WORK TO DO: Copy word for word the part of the data that begins with the line containing "Tag every instance of the leafy" and ends with the line containing "x=172 y=464", both lines included.

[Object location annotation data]
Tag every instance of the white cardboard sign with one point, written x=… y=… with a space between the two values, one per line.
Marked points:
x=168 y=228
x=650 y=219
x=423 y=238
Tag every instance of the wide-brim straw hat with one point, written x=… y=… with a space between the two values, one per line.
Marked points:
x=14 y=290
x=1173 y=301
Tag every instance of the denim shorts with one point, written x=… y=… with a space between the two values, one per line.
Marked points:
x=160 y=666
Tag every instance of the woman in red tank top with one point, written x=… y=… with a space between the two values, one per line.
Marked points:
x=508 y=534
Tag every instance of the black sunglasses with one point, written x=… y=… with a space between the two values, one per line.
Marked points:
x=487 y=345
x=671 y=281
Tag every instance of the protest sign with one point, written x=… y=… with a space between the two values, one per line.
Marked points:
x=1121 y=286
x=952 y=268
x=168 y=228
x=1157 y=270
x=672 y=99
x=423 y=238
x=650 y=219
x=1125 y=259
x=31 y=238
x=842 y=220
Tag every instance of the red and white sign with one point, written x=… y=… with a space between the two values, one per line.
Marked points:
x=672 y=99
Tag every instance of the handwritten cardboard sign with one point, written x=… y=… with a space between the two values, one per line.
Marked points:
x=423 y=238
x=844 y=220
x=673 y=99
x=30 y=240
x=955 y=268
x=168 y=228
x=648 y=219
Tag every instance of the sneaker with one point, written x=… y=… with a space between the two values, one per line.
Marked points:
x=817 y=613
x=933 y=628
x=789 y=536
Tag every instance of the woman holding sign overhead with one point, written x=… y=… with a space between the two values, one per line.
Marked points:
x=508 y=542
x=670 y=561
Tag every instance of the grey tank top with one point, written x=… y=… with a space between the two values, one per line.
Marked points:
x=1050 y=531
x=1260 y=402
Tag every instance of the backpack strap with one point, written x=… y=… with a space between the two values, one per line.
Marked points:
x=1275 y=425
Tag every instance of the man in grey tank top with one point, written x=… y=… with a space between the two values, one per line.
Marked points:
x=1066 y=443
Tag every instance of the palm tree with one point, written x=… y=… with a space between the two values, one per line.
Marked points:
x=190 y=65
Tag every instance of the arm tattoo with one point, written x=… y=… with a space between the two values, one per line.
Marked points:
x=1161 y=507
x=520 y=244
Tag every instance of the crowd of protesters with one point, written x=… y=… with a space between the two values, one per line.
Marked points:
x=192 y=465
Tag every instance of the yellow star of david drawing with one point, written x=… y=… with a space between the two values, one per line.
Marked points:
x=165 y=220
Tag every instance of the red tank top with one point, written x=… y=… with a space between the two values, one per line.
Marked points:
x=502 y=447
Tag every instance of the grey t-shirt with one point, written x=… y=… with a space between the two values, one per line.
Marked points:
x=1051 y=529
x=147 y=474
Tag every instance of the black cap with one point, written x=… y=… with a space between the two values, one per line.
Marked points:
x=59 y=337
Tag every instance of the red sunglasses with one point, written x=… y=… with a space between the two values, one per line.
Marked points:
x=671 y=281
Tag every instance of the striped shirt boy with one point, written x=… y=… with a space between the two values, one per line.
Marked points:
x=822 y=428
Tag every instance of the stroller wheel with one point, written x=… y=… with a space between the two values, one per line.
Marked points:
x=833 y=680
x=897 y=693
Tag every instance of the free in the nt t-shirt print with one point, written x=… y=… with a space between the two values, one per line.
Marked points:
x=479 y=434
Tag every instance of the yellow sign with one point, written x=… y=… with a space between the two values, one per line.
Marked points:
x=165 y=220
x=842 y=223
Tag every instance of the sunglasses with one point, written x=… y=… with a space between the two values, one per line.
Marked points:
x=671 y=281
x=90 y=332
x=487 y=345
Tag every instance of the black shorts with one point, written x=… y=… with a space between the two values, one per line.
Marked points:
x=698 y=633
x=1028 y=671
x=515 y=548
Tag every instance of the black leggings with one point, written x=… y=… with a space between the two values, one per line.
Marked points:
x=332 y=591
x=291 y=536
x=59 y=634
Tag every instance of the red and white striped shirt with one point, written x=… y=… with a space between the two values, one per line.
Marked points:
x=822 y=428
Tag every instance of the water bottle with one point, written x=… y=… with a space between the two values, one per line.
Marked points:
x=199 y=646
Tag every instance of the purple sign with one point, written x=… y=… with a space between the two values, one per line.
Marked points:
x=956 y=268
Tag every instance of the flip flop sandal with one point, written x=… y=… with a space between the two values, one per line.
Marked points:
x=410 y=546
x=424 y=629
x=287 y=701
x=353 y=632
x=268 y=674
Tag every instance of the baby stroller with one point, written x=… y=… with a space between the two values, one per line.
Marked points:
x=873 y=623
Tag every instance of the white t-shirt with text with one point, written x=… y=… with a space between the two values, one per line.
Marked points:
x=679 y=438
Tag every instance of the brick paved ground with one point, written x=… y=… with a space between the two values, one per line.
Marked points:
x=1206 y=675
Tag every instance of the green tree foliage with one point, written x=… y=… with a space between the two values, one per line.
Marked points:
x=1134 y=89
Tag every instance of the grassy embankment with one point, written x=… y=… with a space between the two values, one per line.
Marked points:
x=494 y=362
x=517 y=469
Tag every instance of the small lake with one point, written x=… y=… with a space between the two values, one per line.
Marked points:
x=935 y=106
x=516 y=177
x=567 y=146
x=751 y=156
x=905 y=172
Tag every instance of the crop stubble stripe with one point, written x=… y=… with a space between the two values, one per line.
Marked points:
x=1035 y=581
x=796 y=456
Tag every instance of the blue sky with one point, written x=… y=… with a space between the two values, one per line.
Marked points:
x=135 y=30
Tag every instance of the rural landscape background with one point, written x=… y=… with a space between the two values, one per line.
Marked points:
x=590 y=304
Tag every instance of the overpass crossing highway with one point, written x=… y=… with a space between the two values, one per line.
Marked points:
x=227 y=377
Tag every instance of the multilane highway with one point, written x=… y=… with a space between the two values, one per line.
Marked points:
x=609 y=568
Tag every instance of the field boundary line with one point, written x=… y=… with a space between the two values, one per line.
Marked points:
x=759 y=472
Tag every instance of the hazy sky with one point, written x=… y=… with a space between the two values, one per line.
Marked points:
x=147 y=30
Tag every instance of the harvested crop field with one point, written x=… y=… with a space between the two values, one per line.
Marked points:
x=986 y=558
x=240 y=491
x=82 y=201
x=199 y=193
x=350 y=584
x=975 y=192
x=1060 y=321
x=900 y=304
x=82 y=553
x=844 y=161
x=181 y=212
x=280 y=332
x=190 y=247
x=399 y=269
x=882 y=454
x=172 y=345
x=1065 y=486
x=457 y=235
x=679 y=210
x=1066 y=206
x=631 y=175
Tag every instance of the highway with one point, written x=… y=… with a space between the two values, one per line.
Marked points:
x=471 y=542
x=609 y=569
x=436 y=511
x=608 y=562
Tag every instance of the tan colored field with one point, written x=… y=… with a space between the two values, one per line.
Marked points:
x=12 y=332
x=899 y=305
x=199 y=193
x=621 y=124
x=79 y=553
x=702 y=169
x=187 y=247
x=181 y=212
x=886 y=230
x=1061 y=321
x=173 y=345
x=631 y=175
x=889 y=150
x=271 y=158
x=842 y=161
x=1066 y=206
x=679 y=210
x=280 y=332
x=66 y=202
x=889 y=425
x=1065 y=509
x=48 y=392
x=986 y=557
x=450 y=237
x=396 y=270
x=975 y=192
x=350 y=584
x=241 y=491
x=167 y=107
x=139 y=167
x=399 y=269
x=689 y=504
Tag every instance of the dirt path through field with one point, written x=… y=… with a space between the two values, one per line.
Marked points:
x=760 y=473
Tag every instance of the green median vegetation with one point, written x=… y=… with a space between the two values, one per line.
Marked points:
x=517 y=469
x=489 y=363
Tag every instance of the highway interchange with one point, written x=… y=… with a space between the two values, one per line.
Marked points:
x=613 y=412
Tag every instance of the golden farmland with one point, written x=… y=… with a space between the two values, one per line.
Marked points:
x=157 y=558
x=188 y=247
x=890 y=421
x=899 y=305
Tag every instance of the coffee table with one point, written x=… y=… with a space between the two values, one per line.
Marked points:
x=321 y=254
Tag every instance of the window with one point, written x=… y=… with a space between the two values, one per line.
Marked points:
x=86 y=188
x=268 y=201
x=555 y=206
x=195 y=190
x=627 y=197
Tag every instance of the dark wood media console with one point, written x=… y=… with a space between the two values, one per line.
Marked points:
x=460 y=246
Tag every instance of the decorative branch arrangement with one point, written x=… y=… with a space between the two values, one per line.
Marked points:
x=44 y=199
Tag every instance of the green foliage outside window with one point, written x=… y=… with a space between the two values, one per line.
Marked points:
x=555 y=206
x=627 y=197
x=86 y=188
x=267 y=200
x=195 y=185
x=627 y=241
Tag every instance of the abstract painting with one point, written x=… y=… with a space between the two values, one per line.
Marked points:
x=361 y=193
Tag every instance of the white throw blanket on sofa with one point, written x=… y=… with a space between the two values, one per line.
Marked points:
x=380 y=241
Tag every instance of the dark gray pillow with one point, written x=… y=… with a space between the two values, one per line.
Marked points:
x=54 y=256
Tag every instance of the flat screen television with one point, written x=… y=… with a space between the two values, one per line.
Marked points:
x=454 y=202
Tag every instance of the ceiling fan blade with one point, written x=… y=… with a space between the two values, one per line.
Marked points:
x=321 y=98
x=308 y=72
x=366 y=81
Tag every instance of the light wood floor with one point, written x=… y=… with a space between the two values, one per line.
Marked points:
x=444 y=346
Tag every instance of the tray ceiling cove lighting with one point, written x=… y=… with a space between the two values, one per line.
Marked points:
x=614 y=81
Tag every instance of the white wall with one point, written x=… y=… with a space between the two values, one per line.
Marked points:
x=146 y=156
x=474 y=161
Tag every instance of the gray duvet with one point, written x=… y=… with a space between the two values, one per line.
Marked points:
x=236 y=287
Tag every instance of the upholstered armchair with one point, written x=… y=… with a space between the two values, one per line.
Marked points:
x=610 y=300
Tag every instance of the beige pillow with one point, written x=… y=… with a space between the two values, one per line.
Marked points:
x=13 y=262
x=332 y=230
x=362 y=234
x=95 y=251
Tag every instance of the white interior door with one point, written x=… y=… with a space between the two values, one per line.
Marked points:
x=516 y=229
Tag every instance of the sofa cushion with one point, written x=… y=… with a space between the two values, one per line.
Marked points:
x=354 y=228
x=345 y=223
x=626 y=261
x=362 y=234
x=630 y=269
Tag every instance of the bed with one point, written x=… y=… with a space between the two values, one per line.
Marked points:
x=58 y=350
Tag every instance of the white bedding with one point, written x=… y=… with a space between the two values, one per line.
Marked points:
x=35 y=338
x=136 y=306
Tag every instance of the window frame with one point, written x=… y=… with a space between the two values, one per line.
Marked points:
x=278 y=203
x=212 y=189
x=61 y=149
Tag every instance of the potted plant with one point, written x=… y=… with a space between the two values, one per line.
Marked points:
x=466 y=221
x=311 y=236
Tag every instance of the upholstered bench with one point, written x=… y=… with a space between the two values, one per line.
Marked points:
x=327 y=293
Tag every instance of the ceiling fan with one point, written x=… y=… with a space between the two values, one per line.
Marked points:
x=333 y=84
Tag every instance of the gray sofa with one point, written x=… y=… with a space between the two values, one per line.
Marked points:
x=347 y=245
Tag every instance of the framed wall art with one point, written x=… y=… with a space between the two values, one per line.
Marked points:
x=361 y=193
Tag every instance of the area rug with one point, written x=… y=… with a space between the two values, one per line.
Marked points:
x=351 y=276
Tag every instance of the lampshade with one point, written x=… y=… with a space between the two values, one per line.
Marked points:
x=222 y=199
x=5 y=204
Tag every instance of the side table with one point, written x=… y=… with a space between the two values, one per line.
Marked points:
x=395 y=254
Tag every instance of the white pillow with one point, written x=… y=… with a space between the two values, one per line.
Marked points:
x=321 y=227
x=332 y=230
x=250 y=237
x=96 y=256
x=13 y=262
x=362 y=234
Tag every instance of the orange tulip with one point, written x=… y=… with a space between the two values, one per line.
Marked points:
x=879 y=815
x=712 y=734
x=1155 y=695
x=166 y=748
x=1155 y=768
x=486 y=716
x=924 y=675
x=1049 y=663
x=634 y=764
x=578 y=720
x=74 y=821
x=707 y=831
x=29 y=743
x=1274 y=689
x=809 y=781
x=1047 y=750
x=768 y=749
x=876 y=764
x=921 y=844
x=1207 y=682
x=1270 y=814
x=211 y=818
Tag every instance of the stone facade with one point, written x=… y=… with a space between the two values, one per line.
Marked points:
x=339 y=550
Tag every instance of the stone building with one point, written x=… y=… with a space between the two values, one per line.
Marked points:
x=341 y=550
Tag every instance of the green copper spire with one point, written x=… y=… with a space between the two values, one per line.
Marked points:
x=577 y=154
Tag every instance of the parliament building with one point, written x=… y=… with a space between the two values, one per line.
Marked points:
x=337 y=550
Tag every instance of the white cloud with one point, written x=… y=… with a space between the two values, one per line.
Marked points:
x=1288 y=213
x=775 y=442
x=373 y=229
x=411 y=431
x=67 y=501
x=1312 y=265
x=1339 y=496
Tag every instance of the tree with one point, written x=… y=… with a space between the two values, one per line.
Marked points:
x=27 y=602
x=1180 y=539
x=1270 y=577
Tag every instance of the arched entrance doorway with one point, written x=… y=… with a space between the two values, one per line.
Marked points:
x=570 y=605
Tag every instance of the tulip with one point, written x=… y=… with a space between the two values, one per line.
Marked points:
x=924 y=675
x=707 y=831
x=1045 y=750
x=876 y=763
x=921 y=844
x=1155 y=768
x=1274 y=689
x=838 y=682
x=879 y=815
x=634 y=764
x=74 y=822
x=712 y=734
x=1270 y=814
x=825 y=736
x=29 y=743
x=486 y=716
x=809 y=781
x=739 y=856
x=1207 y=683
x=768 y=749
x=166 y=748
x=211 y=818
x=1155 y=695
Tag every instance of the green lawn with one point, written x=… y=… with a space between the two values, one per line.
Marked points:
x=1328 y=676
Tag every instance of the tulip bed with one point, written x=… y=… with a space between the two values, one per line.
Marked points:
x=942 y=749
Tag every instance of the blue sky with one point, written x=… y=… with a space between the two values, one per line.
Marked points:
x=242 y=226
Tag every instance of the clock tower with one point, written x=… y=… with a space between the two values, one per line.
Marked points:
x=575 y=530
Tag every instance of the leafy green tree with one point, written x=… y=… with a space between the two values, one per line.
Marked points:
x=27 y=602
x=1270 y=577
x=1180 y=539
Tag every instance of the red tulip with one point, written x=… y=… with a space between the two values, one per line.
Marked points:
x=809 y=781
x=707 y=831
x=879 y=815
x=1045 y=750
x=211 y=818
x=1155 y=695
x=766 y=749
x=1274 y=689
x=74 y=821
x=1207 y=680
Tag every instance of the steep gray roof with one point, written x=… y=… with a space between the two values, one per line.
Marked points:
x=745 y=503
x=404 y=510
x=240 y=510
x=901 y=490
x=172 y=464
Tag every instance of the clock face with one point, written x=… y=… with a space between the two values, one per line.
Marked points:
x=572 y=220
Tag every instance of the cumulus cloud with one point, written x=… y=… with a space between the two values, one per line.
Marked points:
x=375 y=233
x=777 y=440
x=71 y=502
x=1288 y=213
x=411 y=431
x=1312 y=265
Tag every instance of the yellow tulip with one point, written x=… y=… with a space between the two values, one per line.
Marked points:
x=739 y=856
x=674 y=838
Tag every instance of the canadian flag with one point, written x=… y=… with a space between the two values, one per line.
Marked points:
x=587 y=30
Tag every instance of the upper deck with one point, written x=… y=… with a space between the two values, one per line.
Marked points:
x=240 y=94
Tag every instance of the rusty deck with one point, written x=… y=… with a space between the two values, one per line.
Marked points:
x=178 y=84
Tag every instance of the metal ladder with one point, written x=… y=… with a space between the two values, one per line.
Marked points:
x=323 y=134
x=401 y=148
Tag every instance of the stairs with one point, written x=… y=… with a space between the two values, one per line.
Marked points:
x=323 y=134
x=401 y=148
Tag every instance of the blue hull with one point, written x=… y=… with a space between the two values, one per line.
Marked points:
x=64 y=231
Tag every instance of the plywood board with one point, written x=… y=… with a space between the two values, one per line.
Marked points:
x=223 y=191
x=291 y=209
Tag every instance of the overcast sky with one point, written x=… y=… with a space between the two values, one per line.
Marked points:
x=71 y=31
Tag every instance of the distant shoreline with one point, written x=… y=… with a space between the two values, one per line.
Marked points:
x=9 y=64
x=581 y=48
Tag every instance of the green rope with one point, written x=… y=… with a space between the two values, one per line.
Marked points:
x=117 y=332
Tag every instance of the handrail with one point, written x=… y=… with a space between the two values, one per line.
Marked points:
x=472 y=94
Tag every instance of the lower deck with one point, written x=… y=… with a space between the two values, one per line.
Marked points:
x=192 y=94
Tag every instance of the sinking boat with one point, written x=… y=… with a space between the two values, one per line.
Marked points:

ANSWER FOR THIS EXERCISE:
Tag every instance of the leafy green tree with one point, written x=… y=… with a space between the two values, one per line.
Marked points:
x=27 y=602
x=1270 y=577
x=1180 y=539
Tag every instance of the red tulip with one point, written x=… y=… with a space between the two values, one per line.
Marked points:
x=809 y=781
x=707 y=831
x=879 y=815
x=1045 y=750
x=211 y=818
x=1155 y=695
x=766 y=749
x=1274 y=689
x=74 y=821
x=1207 y=680
Tag every instance of the steep gray roof with one point, written x=… y=… with a space between the two values, one per line.
Marked points:
x=745 y=503
x=404 y=510
x=240 y=510
x=901 y=490
x=172 y=464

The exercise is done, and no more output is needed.